>>>

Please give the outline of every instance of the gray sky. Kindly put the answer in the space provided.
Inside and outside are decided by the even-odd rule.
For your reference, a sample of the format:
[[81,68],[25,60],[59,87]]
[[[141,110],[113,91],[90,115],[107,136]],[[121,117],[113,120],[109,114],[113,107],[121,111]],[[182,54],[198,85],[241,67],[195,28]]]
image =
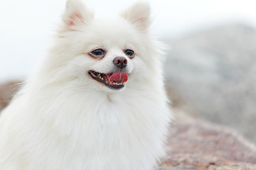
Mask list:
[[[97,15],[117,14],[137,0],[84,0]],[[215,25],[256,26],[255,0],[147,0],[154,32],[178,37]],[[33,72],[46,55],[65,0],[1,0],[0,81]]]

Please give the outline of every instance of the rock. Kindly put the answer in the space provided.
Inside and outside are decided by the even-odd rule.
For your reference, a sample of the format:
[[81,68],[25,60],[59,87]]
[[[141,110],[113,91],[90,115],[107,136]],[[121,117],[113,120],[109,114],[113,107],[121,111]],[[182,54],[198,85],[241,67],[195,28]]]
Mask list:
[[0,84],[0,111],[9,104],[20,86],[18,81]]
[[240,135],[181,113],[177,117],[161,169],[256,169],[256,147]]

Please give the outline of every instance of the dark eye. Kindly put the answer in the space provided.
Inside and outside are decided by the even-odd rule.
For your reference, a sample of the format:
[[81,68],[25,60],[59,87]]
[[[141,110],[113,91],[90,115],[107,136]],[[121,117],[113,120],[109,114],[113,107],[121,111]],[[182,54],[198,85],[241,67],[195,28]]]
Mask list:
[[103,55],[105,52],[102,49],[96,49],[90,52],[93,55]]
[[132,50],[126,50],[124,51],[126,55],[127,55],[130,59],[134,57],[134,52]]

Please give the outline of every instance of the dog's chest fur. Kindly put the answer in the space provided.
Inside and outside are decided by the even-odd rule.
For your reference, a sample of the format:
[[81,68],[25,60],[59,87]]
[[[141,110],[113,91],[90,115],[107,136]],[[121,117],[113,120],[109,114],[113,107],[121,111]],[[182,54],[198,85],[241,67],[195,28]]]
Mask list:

<<<

# What you have to do:
Express the part of the records that opens with the line containing "Please give the outline of every instance of the dog's" and runs to the end of the records as a Markdown table. Use the columns Row and Text, numbering each non-blank line in order.

# Completed task:
| Row | Text |
|---|---|
| 1 | Please give the outline of every instance of the dog's chest fur. Kindly put the answer in the space provided. |
| 2 | Inside and outside are decided by the even-odd rule. |
| 3 | For your reference, a sample of the format: |
| 4 | [[81,68],[25,60],[59,87]] |
| 5 | [[[141,110],[113,91],[90,115],[107,136]],[[121,117],[113,120],[109,114],[113,107],[121,111]],[[182,54],[198,85],[241,67],[195,28]]] |
| 6 | Mask list: |